(Point-based annotation data)
───

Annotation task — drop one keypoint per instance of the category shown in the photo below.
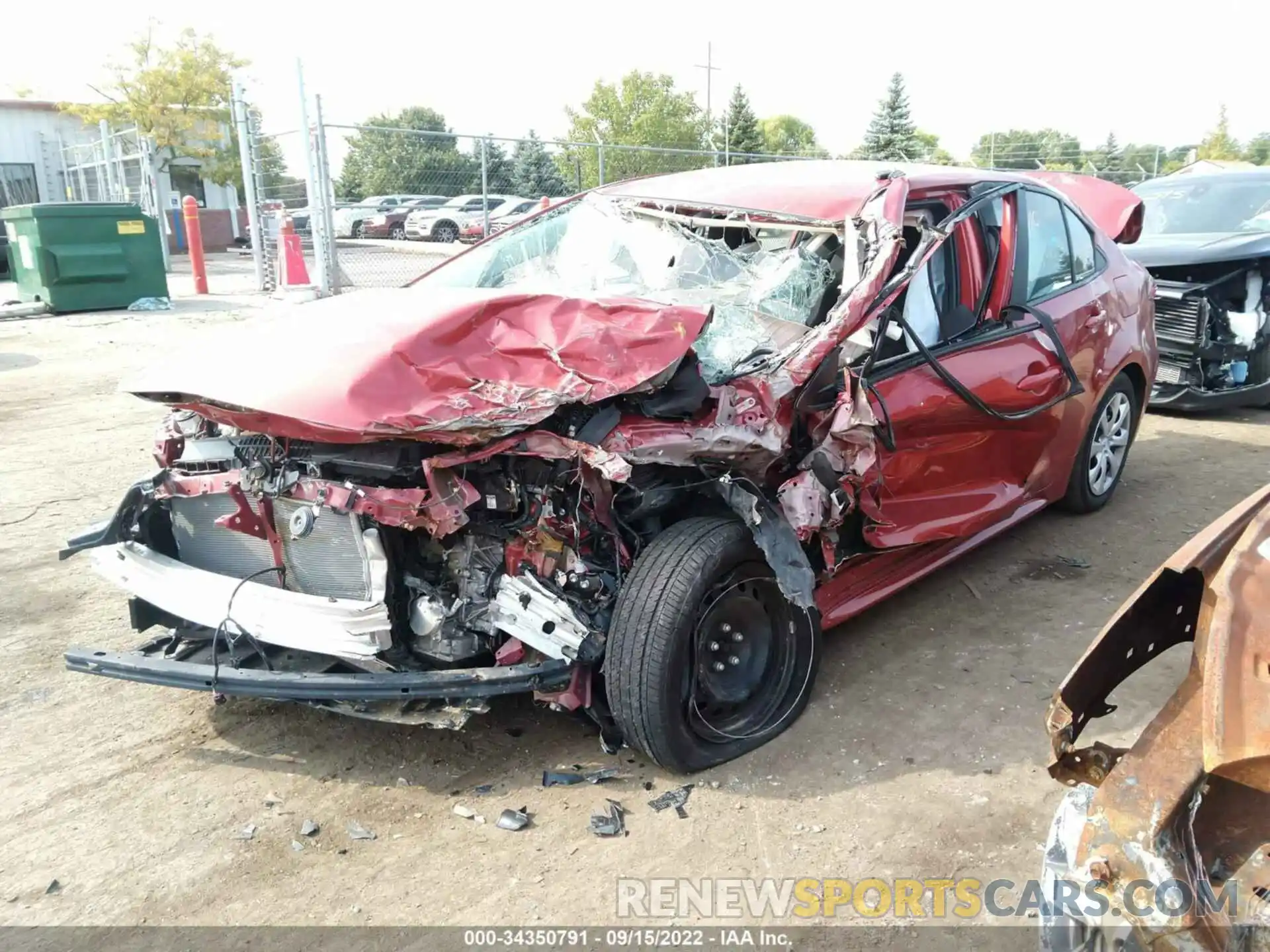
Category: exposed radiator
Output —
(1180, 320)
(329, 561)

───

● **WHAT YOU HAVE TO DO**
Rewrite every line of the data above, including the request lines, and multiply each point coordinate in the answers by 1.75, rounding to the nearest whole number with halves rounded up. Leave the picture out of your reply.

● **RESPONSE FOR THIS EXERCISE**
Annotation task — drop one keypoint per instance of the category shown in the photo below.
Category: exposed radiator
Output —
(2065, 560)
(576, 982)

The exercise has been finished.